------ Page text ------
Average eye tracking delays of all tested HMD eye trackers in comparison to the EOG. The eye tracking delays of the second test confirm previous results. The Tobii XR SDK did not make a difference for the delays of the Vive Pro Eye.
HMD = head-mounted display; EOG = electrooculography.
Discussion
We measured tracker delays and end-to-end latencies of three HMD eye trackers in comparison to EOG. The Fove-0 had the lowest tracker delay in both tests (15 and 16 ms) and an end-to-end latency of 45 ms. The Varjo VR-1 had an eye tracking delay of 36 and 35 ms and an end-to-end latency of 57 ms. The Vive Pro Eye, either with its native SDK or with the Tobii SDK, was considerably slower with tracker delay of 50 ms and an end-to-end latency of 80 ms. The values of the Vive are out of the range suitable for gaze-contingent experiments (Loschky & McConkie, 2000). The latencies achieved by the Fove-0 or the Varjo VR-1 appear more suitable to such tasks (Loschky & Wolverton, 2007).
We do not know what causes the differences in tracker delay between the devices. One possibility, other than hardware differences, might be extensive low-pass filtering of the eye position data in the SDK. Such filtering reduces spatial noise (which might allow more accurate gaze position estimation) at the cost of latency. It may thus be that different manufactures put different emphasis on spatial versus temporal accuracy for different use cases. Indeed, we noticed informally that a recent software update (Version 0.17) of the Fove-0 SDK, which was advertised to improve spatial accuracy, produced longer delays than the ones we measured here. Any trade-off between spatial and temporal accuracy would be different for different research applications. Because using an HMD as gaze-contingent display has different requirements regarding spatial filtering and latency than using it for the analysis of fixation distribution, for researchers and developers, it is highly desirable to get full access to filtering and raw data from each eye tracking sample with minimal delay.
Our measurements of delay and latency were taken in comparison to EOG. The EOG operates in principle without any delay because it measures changes in electrical voltage directly produced by the change in orientation of the eyeball. However, the digitization of the EOG signal adds a small delay also to the EOG data. For accurate delay estimates of the HMDs, the delay introduced by the EOG needs to be taken into account. We cannot truly measure this delay, but based on the sampling rates we used, it should be on the order of 1 or 2 ms. This is consistent with the delay measured between the EOG and the Eyelink, our reference system, which came to a mean of 0 ms. As the Eyelink is expected to have a delay of 1.8 ms (SR Research Ltd., 2009), the delay of the EOG sampling should be in the same range. Given the size of the measured effects and the assumption that the delay of the EOG should be the same for all HMDs, this does not affect our results.
------ Data extract ------
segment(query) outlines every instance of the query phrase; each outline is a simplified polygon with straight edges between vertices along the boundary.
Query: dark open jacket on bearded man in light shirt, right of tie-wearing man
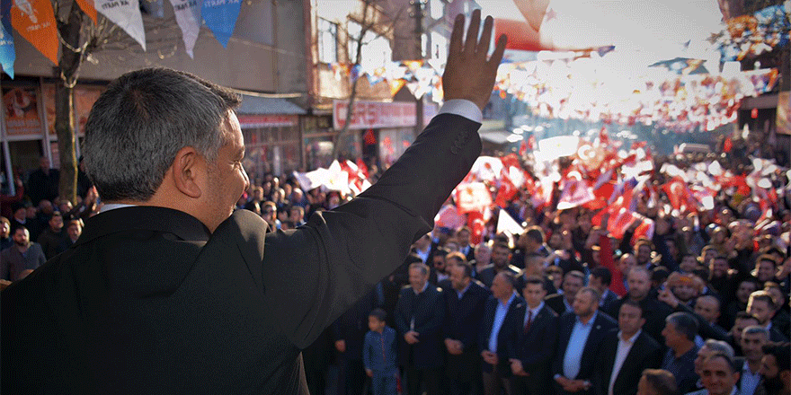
------
Work instructions:
According to the eye tracking text, what end-to-end latency did the Varjo VR-1 have? The material has no connection to the eye tracking text.

Result of this task:
57 ms.